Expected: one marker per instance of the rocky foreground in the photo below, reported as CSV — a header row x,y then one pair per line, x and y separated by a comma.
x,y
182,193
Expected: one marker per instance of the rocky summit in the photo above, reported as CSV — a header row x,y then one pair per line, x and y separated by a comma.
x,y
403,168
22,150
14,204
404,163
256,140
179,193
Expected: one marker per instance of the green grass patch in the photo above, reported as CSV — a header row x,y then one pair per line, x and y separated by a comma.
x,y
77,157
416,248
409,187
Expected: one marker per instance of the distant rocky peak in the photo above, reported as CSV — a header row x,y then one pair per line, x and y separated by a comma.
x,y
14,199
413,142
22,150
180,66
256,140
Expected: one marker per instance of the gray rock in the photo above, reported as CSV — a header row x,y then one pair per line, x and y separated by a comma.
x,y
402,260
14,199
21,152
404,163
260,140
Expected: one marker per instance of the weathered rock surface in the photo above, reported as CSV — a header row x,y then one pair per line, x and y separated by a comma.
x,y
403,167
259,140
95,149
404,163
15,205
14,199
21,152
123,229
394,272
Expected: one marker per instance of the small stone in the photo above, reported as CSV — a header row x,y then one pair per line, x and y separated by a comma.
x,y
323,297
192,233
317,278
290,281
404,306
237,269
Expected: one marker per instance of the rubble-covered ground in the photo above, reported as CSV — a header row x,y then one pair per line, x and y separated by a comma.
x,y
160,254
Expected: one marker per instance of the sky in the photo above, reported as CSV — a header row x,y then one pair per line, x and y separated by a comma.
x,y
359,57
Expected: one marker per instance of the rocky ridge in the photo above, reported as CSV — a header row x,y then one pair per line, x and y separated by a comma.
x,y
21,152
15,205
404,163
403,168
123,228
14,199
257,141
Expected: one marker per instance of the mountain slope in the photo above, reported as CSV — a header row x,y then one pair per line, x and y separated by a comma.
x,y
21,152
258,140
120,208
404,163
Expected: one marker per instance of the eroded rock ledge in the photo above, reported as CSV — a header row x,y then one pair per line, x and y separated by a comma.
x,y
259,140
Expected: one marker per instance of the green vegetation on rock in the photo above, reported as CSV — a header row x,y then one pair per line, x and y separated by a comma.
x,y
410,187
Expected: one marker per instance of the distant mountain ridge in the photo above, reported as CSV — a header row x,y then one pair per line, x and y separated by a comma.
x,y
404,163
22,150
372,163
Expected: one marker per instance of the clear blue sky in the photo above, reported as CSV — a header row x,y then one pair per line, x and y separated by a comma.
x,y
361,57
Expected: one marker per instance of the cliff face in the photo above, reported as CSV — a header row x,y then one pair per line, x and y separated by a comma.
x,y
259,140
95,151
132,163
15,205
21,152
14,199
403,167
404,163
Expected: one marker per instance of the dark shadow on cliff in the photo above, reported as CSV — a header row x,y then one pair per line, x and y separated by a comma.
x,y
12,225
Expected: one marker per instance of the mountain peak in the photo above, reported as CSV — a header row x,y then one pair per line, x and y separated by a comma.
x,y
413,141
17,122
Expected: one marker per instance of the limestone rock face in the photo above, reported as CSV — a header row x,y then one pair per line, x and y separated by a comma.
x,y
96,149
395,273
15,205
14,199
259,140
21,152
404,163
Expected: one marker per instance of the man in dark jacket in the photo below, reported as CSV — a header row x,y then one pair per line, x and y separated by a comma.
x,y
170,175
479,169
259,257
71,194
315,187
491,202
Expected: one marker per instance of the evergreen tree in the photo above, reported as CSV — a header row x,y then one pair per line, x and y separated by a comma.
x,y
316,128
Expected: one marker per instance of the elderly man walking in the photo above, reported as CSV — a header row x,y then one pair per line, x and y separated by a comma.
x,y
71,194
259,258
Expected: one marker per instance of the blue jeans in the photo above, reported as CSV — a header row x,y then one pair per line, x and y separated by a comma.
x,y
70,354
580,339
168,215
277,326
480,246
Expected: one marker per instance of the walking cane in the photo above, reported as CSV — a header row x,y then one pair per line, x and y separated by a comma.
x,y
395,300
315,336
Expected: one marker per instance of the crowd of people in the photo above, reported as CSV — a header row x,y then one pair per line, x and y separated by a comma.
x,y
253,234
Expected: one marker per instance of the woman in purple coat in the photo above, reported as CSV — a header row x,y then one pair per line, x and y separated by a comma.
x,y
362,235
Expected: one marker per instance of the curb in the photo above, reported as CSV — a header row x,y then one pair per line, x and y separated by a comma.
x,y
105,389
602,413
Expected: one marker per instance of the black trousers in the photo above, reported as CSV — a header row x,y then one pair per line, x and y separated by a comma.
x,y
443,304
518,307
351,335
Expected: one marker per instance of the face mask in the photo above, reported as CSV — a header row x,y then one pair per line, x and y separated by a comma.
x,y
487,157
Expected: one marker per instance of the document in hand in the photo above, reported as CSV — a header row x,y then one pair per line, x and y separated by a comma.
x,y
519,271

┄┄┄┄┄┄

Your response must consist of all the records, retyped exactly.

| SOLUTION TO THE EXERCISE |
Expected: one marker per instance of the rocky foreground in the photo below, reported as CSV — a header row x,y then one pair per line, x and y separated by a comma.
x,y
182,193
Expected: one marker per instance of the rocky summit in the photo above, reported as CSV — a header row x,y then one pair per line, x and y separated by a comma.
x,y
403,168
22,150
14,204
404,163
256,140
179,193
Expected: one marker per instance of the green grass patch in the photo above, reported as CSV — a header row x,y then one pair per line, x and y separated by a comma.
x,y
77,157
416,248
409,187
Expected: one marker per instance of the distant rocky peak in the photo above, reported as CSV — a header row x,y then one pair per line, x and y separated by a comma.
x,y
14,199
413,142
22,150
180,66
256,140
Expected: one marker per instance of the gray rock in the photo above, reported as CSV — a header row x,y then one pair per line, x and y separated by a comma.
x,y
402,260
14,199
21,152
404,163
260,140
Expected: one marker per instance of the weathered rock surface in the photo above, reported as CSV — a header row x,y then one pair per line, x and y separated by a comma.
x,y
403,167
259,140
95,149
404,163
15,205
14,199
21,152
123,229
394,272
Expected: one marker per instance of the small stone in the photo above, reported as CSV — a header row x,y then one pair per line, x and y separated by a comma.
x,y
323,297
192,233
317,278
290,281
404,306
237,269
Expected: one marker per instance of the rubble-covered ground in the photo above, reported as CSV — a header row x,y then one pair per line, x and y separated by a comma.
x,y
160,254
Expected: one marker per instance of the sky in the photo above, reported as CSV — a header row x,y then one pair per line, x and y separated by a comma.
x,y
359,57
Expected: one marker per instance of the rocky ridge in the photo above, reported as CSV — a header row x,y then one pair per line, x and y separated by a comma.
x,y
21,152
15,205
404,163
403,168
123,228
14,199
257,141
Expected: one marker per instance of the mountain slope in the photo above, reported as CSV — a header row x,y then one pair per line, x and y separated by a comma.
x,y
21,152
258,140
120,208
404,163
Expected: one marker per instance of the eroded rock ledge in the photo above, reported as CSV — a header row x,y then one pair per line, x and y separated by a comma.
x,y
259,140
Expected: one marker per instance of the green vegetation on rock in the photo above, reported as CSV — a header row x,y then one pair per line, x and y separated by a comma.
x,y
410,187
Expected: one marker per instance of the distant mountain ridge in the photo above, reported as CSV — a header row x,y then one pair per line, x and y separated by a comma.
x,y
404,163
22,150
372,163
Expected: one marker per instance of the clear blue sky in the photo above, reported as CSV — a header row x,y then one pair per line, x and y separated by a comma.
x,y
361,57
Expected: one marker per instance of the cliff face in the photo above, reported as CSV — a header row x,y then one pair per line, x and y separated by a comma.
x,y
259,140
95,151
132,163
15,205
21,152
14,199
403,167
404,163
Expected: one marker per instance of the dark shadow on cliff in the photo above, reported as CSV — a header row x,y then one pair per line, x and y separated by a comma.
x,y
12,225
Expected: one marker per instance of the mountain peak in the photo above, reported as CSV — a header row x,y then one pair per line, x and y separated by a comma.
x,y
413,141
17,122
Expected: one marker per instance of the limestone rock face in the photo above, reported as CSV — a header row x,y then one pair per line, x and y separated by a comma.
x,y
96,149
395,273
15,205
14,199
259,140
21,152
404,163
Expected: one marker per instance of the man in dark jacket in the photo below, reported as CSV — a header row x,y then one pair per line, x and y separated by a comma.
x,y
170,175
479,169
259,257
71,194
315,187
491,202
Expected: one marker per instance of the evergreen tree in the photo above, reported as CSV — a header row x,y then one pair per line, x and y separated by a comma.
x,y
316,128
Expected: one marker per instance of the elderly man walking in the photo above, reported as CSV — a header row x,y then one pair per line, x and y separated by a comma.
x,y
71,194
259,258
Expected: one marker per instance of the blue jeans in the photo above, reported as CSV — a header row x,y then one pair per line, x and y separated by a comma.
x,y
70,354
580,339
168,215
277,326
480,246
Expected: one marker per instance of the walking cane in the photo above, reported as CSV — a header row x,y then one pair per line, x and y separated by a comma.
x,y
395,300
315,336
Expected: one marker per instance of the crowd of people in the photo above, reported as CSV — a header row x,y then one pair per line, x and y separated by a comma.
x,y
253,234
Expected: one marker per instance of the woman in purple coat in the photo above, reported as CSV — a header row x,y then one pair per line, x and y separated by a comma.
x,y
362,235
Expected: one marker per instance of the curb in the photo above, reported as CSV — a header row x,y then one pair per line, x and y separated by a comma.
x,y
105,389
602,413
Expected: one marker per instance of the black trousers in the photo above, reported as CSV — a header row x,y then one pair per line, x and y separated by a comma.
x,y
443,304
518,307
351,335
Expected: one marker per instance of the face mask in the photo above, reported as CSV — a header row x,y then one pair per line, x and y separated by a comma.
x,y
487,157
Expected: one marker per instance of the document in hand in the photo above, reported as CSV — a header row x,y then one pair per line, x and y separated by a comma.
x,y
519,271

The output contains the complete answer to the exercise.